■ TASK ITEM
The answer should hold every line of the listing, unchanged and free of images.

■ DATA FOR ANALYSIS

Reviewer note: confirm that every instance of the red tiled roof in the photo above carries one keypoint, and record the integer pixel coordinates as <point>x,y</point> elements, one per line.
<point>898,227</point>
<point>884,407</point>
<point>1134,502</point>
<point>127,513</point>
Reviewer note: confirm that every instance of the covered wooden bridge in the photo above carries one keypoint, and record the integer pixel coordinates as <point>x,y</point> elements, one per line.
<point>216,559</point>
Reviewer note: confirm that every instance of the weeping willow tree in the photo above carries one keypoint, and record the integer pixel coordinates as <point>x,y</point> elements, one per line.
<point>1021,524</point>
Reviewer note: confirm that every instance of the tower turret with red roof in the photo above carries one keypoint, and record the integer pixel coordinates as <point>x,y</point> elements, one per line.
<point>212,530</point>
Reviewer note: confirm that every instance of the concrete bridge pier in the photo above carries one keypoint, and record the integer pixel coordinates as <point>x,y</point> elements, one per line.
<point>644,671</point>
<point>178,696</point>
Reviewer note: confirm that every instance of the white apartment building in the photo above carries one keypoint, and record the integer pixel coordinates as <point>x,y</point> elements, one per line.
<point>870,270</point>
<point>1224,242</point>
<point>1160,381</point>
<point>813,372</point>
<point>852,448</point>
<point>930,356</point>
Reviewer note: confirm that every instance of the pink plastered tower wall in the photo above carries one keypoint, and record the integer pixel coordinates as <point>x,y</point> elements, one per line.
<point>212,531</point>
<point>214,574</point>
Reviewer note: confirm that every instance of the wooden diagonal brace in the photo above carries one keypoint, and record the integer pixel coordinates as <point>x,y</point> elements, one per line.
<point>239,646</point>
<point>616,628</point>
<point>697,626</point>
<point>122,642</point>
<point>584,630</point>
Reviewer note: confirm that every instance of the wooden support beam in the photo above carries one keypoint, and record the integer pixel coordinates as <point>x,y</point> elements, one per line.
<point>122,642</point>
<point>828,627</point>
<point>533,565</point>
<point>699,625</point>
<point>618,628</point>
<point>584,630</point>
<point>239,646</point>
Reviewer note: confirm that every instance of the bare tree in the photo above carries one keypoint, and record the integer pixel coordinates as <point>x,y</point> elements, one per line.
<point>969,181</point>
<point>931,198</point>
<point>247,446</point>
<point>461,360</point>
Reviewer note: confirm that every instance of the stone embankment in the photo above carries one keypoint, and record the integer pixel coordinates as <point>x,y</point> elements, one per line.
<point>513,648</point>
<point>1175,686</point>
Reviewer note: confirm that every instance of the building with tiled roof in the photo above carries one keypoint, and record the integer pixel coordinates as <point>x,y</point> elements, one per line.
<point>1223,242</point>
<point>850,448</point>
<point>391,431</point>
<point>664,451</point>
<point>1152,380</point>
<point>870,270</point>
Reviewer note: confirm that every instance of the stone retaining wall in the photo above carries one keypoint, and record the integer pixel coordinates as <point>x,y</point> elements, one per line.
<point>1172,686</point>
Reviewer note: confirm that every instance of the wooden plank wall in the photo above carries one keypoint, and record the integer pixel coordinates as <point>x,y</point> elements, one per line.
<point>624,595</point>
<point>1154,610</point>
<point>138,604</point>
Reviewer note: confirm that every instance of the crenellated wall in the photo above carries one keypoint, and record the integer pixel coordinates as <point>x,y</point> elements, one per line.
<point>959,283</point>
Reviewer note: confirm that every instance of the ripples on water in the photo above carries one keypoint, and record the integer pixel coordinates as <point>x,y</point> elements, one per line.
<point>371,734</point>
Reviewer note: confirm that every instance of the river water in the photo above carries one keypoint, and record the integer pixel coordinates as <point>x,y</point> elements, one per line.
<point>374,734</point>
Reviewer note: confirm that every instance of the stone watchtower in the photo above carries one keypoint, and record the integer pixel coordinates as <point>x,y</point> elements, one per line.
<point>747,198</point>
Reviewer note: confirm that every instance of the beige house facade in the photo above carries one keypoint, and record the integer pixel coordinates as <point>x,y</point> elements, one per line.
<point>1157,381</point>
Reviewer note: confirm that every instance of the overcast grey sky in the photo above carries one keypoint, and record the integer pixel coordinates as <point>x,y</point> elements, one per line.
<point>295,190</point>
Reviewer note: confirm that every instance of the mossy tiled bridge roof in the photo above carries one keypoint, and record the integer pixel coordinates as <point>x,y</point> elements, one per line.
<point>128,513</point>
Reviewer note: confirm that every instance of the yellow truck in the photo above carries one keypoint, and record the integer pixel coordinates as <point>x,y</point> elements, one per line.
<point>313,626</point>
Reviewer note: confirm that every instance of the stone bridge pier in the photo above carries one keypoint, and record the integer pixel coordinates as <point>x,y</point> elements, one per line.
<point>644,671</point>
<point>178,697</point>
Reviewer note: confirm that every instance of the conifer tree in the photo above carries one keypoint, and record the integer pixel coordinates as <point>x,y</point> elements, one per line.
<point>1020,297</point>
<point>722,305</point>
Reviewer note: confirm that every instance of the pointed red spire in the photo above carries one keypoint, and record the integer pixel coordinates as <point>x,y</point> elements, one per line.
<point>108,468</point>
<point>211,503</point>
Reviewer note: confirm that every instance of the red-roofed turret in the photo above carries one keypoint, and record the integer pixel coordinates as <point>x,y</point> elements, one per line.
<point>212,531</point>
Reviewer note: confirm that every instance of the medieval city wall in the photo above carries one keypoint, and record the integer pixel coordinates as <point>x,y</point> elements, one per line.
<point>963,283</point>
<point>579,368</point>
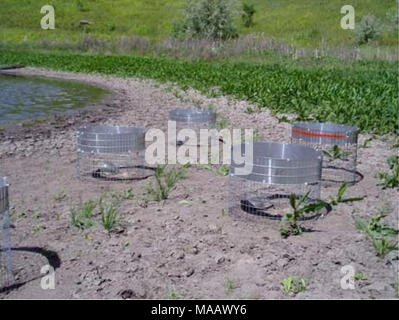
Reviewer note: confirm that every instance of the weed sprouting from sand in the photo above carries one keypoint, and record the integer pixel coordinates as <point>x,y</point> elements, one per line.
<point>339,198</point>
<point>360,276</point>
<point>335,153</point>
<point>294,285</point>
<point>290,222</point>
<point>124,195</point>
<point>223,170</point>
<point>166,180</point>
<point>379,234</point>
<point>229,286</point>
<point>390,180</point>
<point>300,206</point>
<point>60,196</point>
<point>82,217</point>
<point>173,296</point>
<point>109,212</point>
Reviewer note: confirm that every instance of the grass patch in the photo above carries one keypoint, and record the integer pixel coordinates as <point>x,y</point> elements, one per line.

■ RESPONSE AREA
Reviewer note: confirm that every instance of the red tiled roof in the photo above carries one keypoint, and record the integer pixel coordinates as <point>x,y</point> elements, one per line.
<point>898,227</point>
<point>884,407</point>
<point>1134,502</point>
<point>127,513</point>
Reviewer note: confirm that every instance of the covered wooden bridge in the photo above carries one keypoint, and record the integer pixel coordinates as <point>x,y</point> elements, one per line.
<point>216,559</point>
Reviewer note: confirm that every instance of the weeping willow tree in the photo above carries one keypoint, and record the integer pixel coordinates as <point>x,y</point> elements, one per line.
<point>1021,524</point>
Reviewer note: confirm that every instance of the tower turret with red roof in the photo above carries one keypoint, and record the integer pixel coordinates as <point>x,y</point> elements, one per line.
<point>212,530</point>
Reviewer note: confirm that every instance of the concrete bridge pier in the photo above carries one keypoint, and record the integer pixel coordinates as <point>x,y</point> elements, one per line.
<point>644,671</point>
<point>178,696</point>
Reviewer note: confirm that every instance of the white apartment building in the photo above carries one keypoint, and record the integer pixel coordinates as <point>x,y</point> elements, one per line.
<point>870,270</point>
<point>1224,242</point>
<point>1160,381</point>
<point>813,372</point>
<point>852,448</point>
<point>930,356</point>
Reviewer note: confirm that every instance of the pink plastered tower wall in the photo above carries one keypoint, and record the integer pixel coordinates as <point>x,y</point> elements, one per line.
<point>212,531</point>
<point>214,574</point>
Reviewer note: confirm that every instance of the wooden diagonal brace in the photo above carries one keypoint, and record the integer pixel coordinates as <point>x,y</point> elements, one per line.
<point>239,646</point>
<point>616,628</point>
<point>697,626</point>
<point>122,642</point>
<point>584,630</point>
Reviewer note: confirm that every instance of the wooden support beam in the photo above carries one keypoint, and record the integer pixel coordinates as <point>x,y</point> elements, one per line.
<point>122,642</point>
<point>828,627</point>
<point>533,565</point>
<point>699,625</point>
<point>618,628</point>
<point>584,630</point>
<point>239,646</point>
Reviewer note: confirm that every instance of the bare tree in the photo above carries one keypoint, and record the integer pixel coordinates as <point>x,y</point> elements, one per line.
<point>969,181</point>
<point>931,198</point>
<point>247,446</point>
<point>461,360</point>
Reviewer note: confirm that every instance of the stone embankment in the photo above carries one keypoint, and record the integer pixel coordinates as <point>x,y</point> elements, one per line.
<point>513,648</point>
<point>1175,686</point>
Reviewer note: confirm that every instance of the building with tiled roof in the photo above carries one keypoint, and record the integer pixel coordinates as <point>x,y</point> elements, one per line.
<point>1223,242</point>
<point>850,448</point>
<point>391,431</point>
<point>664,451</point>
<point>1152,380</point>
<point>870,270</point>
Reviewer note: confirm that every instance of the stone retaining wall in the photo above carries one keypoint, and record the integer pixel coordinates as <point>x,y</point> elements, one per line.
<point>1172,686</point>
Reviewer note: confirm that every instance of the wooden plank wall in the photo above carries one keypoint, and record the integer pixel coordinates as <point>x,y</point> elements, one per line.
<point>624,595</point>
<point>1154,610</point>
<point>138,604</point>
Reviewer note: confirm that every instance of the crenellated wall in the photo above carries one keypoint, and record the integer pixel coordinates as <point>x,y</point> elements, one per line.
<point>959,283</point>
Reviewer note: confirm that every instance of the ripples on water in the photo above carries one keypoint, and record the integer pixel coordinates as <point>x,y</point> elements, one per line.
<point>371,734</point>
Reviewer note: confirm that every instance of the river water in the photo above carries one keypoint, and record the integer pixel coordinates as <point>x,y</point> elements, one per line.
<point>374,734</point>
Reviewer note: confirm that every instance of the stone watchtower in the photo above carries one keypoint, and record the integer pixel coordinates as <point>x,y</point> elements, one per line.
<point>747,198</point>
Reviewer note: confirm that every instance of the beige house facade in the photo above carries one keypoint, and record the integer pixel coordinates as <point>x,y</point> elements, one per line.
<point>1157,381</point>
Reviewer note: confirm that every instance of the overcast grey sky in the photo above carries one keypoint, and record the integer pixel coordinates as <point>x,y</point> elements, one per line.
<point>295,190</point>
Reviewer note: confirm that every instance of the mossy tiled bridge roof in the photo above carries one keypoint, and record the integer pixel coordinates as <point>x,y</point> elements, one per line.
<point>128,513</point>
Reviewer note: confirm that every instance of the yellow truck in the photo above carries one keypoint, and record the integer pixel coordinates as <point>x,y</point> elements, one per line.
<point>313,626</point>
Reviewer note: confirm that every instance of the stone bridge pier in the photo above carries one keypoint, and record the integer pixel coordinates as <point>x,y</point> elements, one per line.
<point>644,671</point>
<point>178,697</point>
Reviewer note: confirm that every instance of the conifer tree in the photo above carries one keypoint, and record the integer pixel coordinates as <point>x,y</point> elements, one per line.
<point>1020,297</point>
<point>722,305</point>
Reviewer note: confirm that every instance of the pointed red spire in the photo above carries one keypoint, and record the integer pixel coordinates as <point>x,y</point> elements, one per line.
<point>108,468</point>
<point>211,503</point>
Reviewer note: confirm that every instance of the red-roofed turret in the photo above carries one keypoint, and record the integer pixel coordinates as <point>x,y</point> elements, one per line.
<point>212,531</point>
Reviewer note: confirm that every instance of the medieval city wall in the photo above carries one keypoint, and record the integer pixel coordinates as <point>x,y</point> elements, one per line.
<point>963,283</point>
<point>579,368</point>
Reviewer note: confirm that every instance of the weed sprouting from sand in the photo above carries one keypoint, and record the integer pixel coordinates as <point>x,y</point> elements, one per line.
<point>339,198</point>
<point>360,276</point>
<point>335,153</point>
<point>294,285</point>
<point>290,222</point>
<point>124,195</point>
<point>223,170</point>
<point>166,180</point>
<point>379,234</point>
<point>229,286</point>
<point>390,180</point>
<point>300,206</point>
<point>60,196</point>
<point>82,217</point>
<point>173,296</point>
<point>109,212</point>
Reviewer note: confirm that every instance of the grass patch in the photo above carries one keypoint, and record the integer pixel coordinates as <point>x,y</point> elements, one per line.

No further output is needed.